▶ ARTÍCULO:

= = = =

Salvo algunos directivos y accionistas, nadie llorará por el impuesto a las energéticas y los bancos. Las empresas y entidades afectadas pueden recurrir a los tribunales en contra de la proposición de ley de PSOE y Unidas Podemos para gravar durante dos años sus beneficios extraordinarios, y lo harán, pero difícilmente conseguirán la solidaridad o la comprensión de la mayoría de los ciudadanos. Menos aún cuando aprovechan la presentación de sus beneficios récord para quejarse por las nuevas tasas, mientras que las familias que les escuchan ven reducido su capital disponible como consecuencia de la altísima inflación, del precio de la luz y las gasolinas, y están irritadas por verse obligadas a pagar comisiones a los bancos por tener depositado en ellos su dinero y, ahora, por las hipotecas.

= = = =

▶ INFORMACIÓN EXTRAÍDA:

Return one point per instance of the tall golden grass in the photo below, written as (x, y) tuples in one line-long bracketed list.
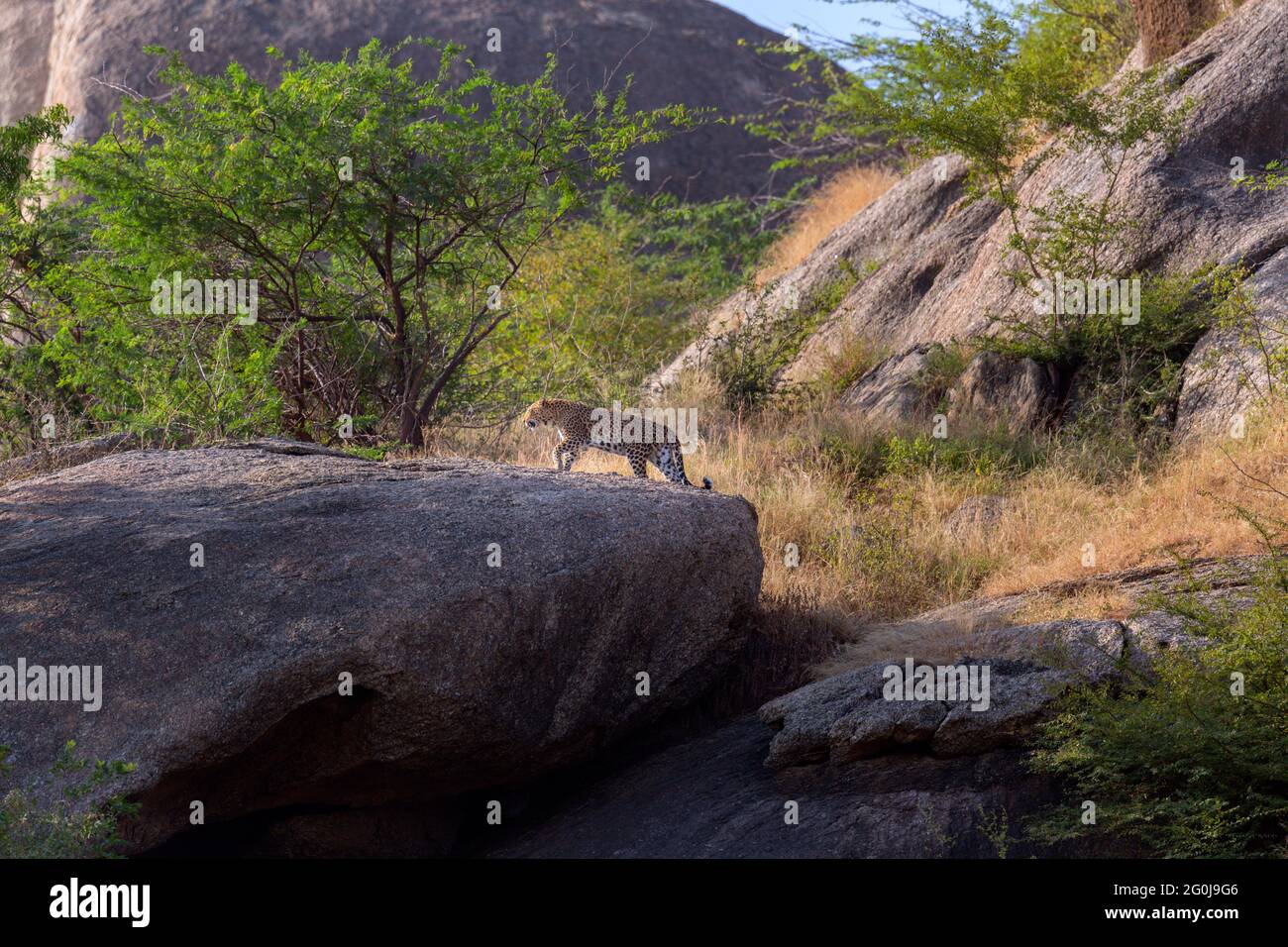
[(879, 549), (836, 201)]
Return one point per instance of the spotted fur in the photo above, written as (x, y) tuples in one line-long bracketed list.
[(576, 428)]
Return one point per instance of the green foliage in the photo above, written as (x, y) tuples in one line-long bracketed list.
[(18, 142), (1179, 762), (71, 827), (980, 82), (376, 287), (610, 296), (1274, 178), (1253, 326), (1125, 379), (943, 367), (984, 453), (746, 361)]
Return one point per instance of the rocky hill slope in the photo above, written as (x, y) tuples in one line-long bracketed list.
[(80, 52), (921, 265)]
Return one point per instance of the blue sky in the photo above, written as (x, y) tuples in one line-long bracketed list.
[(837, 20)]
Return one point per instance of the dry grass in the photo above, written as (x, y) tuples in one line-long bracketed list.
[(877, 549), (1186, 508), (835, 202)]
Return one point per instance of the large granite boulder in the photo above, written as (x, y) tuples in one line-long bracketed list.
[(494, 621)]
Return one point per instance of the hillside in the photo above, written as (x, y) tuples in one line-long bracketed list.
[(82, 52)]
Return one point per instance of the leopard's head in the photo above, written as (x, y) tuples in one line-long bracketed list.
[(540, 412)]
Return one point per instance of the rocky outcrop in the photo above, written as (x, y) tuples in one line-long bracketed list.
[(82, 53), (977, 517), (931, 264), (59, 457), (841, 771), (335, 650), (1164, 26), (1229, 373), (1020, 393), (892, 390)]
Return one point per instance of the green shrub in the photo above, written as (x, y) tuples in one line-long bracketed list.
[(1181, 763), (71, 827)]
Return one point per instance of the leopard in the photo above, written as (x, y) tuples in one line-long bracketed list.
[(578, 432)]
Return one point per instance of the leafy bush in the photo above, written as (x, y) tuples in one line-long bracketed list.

= = = =

▶ EJERCICIO: Reproduce el fragmento del artículo sobre el impuesto a las energéticas y los bancos, comenzando por "Salvo algunos directivos" y continuando hasta "por las hipotecas.", con "ciudadanos" sustituido por "contribuyentes".

▶ EJERCICIO RESUELTO:
Salvo algunos directivos y accionistas, nadie llorará por el impuesto a las energéticas y los bancos. Las empresas y entidades afectadas pueden recurrir a los tribunales en contra de la proposición de ley de PSOE y Unidas Podemos para gravar durante dos años sus beneficios extraordinarios, y lo harán, pero difícilmente conseguirán la solidaridad o la comprensión de la mayoría de los contribuyentes. Menos aún cuando aprovechan la presentación de sus beneficios récord para quejarse por las nuevas tasas, mientras que las familias que les escuchan ven reducido su capital disponible como consecuencia de la altísima inflación, del precio de la luz y las gasolinas, y están irritadas por verse obligadas a pagar comisiones a los bancos por tener depositado en ellos su dinero y, ahora, por las hipotecas.